[Your instructions] Go through the records below and keep only the lines that contain the word "black". Copy each of those lines in full.

[Information supplied]

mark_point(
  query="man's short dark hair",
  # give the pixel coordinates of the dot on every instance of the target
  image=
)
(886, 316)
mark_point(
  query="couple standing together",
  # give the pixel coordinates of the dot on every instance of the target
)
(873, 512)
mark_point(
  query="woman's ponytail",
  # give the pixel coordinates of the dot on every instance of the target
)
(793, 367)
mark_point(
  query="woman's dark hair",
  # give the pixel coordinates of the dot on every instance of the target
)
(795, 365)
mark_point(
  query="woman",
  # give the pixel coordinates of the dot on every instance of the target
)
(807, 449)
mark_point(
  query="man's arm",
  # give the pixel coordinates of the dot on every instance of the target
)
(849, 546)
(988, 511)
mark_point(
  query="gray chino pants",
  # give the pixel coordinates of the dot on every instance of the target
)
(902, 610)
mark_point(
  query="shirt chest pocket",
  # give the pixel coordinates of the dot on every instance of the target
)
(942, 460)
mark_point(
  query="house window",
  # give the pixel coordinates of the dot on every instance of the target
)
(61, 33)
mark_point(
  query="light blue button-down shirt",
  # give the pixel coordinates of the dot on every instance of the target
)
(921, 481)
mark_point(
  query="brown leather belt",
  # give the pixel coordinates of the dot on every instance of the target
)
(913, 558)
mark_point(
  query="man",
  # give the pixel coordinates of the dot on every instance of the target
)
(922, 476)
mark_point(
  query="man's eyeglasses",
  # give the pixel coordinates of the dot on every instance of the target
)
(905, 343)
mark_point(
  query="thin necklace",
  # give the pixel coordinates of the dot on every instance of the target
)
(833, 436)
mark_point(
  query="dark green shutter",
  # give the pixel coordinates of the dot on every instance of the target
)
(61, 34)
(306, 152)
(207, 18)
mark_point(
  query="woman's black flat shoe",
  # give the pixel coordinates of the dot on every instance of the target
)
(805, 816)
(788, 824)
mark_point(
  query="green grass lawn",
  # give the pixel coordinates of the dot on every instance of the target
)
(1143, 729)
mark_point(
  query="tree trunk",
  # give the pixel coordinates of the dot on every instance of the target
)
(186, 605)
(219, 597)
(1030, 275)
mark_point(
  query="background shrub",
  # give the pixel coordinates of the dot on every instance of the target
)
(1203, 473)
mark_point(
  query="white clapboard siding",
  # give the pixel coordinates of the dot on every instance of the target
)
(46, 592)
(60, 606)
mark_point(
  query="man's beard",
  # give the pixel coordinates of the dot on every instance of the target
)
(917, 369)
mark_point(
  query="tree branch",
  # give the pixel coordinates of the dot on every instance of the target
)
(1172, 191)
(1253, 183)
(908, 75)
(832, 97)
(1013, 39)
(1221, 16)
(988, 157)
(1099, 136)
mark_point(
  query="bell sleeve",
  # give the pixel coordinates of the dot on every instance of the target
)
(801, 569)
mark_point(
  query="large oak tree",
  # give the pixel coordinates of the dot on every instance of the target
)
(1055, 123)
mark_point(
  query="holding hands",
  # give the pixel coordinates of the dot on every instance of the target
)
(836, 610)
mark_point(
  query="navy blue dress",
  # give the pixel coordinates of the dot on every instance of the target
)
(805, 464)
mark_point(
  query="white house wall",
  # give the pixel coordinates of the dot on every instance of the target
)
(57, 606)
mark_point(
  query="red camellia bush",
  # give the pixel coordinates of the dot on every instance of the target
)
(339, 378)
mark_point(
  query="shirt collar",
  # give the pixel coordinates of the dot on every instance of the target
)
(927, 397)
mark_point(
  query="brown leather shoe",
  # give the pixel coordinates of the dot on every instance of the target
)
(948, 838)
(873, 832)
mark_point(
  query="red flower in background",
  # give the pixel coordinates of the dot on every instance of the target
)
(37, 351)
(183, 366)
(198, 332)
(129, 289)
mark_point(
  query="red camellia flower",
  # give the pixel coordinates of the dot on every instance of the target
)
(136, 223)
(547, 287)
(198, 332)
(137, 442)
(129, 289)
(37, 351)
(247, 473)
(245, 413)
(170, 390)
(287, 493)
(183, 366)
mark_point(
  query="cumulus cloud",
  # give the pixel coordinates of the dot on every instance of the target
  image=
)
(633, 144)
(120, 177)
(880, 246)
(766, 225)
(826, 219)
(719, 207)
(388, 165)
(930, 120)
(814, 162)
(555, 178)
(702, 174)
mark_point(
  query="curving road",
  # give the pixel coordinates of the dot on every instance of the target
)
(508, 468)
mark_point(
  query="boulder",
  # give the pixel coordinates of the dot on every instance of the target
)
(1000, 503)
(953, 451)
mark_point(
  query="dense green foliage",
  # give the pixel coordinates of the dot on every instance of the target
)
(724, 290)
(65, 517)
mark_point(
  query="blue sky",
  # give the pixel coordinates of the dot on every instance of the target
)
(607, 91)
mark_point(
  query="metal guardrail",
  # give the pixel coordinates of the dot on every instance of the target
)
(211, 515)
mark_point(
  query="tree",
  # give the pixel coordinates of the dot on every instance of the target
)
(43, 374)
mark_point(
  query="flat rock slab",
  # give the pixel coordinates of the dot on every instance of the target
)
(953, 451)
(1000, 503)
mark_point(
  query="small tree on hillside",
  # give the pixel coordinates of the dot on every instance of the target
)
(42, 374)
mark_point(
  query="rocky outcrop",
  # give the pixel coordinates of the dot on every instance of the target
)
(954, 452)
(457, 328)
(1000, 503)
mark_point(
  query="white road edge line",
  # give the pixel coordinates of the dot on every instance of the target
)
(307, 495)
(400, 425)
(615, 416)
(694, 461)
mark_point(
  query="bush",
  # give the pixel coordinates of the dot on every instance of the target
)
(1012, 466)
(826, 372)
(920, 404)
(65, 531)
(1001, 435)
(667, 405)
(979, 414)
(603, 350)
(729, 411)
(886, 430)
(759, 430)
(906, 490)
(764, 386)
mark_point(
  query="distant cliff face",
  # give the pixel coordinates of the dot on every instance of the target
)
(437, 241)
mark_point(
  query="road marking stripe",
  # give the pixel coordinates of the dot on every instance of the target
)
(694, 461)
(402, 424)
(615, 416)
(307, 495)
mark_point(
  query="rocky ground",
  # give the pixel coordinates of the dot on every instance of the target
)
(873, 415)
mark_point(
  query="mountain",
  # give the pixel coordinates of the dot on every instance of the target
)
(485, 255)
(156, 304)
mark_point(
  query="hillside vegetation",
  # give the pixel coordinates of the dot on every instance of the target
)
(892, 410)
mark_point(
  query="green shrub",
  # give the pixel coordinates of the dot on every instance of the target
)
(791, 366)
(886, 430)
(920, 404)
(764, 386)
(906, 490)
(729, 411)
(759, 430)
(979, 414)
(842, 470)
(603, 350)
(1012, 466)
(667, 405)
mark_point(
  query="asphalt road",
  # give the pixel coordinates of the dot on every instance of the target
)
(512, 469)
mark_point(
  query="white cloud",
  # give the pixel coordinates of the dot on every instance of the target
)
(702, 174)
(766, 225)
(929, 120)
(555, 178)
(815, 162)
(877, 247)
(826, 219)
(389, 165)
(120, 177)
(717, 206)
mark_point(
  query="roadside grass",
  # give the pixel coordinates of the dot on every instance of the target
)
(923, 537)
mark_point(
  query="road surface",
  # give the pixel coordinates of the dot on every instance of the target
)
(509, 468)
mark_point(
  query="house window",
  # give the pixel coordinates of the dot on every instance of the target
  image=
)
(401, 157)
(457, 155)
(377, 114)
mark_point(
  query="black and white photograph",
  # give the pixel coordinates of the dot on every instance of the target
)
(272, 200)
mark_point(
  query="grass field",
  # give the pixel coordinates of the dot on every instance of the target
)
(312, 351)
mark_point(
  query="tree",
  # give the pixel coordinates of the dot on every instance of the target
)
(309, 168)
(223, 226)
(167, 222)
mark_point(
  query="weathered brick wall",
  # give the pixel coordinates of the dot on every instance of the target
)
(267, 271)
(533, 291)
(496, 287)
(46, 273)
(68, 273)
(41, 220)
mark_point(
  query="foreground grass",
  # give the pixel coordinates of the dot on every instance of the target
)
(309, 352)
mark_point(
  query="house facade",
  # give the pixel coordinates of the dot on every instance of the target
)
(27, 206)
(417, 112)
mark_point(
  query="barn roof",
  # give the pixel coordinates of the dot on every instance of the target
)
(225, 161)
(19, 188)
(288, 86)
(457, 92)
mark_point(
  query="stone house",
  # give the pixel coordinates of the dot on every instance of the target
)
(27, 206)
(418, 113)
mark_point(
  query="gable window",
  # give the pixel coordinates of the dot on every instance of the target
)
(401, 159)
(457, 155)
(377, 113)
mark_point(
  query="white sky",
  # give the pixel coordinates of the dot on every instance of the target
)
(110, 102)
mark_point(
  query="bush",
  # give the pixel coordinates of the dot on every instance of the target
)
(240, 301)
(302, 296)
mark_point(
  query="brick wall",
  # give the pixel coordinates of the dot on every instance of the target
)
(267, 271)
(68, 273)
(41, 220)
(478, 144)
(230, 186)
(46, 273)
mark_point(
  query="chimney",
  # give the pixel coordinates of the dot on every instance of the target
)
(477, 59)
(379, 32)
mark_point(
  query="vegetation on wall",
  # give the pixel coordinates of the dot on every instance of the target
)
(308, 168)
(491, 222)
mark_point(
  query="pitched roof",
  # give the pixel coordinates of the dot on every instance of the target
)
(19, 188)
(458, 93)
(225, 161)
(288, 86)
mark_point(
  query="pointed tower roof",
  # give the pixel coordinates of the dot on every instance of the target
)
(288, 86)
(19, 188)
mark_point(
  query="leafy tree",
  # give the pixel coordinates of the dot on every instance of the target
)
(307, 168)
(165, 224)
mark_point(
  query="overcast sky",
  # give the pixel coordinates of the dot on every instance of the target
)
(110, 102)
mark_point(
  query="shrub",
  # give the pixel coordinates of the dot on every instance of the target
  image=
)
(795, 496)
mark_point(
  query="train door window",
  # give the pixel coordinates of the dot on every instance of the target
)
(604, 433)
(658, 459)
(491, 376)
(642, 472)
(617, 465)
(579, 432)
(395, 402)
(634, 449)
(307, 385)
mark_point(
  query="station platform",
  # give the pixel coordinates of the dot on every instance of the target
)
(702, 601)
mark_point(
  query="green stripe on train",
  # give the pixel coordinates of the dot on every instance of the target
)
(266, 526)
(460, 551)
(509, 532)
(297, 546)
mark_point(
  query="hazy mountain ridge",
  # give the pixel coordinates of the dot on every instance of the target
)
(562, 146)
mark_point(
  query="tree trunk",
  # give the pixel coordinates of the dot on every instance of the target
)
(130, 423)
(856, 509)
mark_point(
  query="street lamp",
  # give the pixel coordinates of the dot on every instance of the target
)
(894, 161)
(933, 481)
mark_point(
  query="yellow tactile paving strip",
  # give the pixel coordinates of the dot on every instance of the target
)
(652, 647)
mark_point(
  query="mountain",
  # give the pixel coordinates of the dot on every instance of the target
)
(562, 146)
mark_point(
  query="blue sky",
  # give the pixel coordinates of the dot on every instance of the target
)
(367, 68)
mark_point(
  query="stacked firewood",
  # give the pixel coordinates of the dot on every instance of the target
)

[Result for this exercise]
  query="woman's black flat shoe",
  query="black and white photograph",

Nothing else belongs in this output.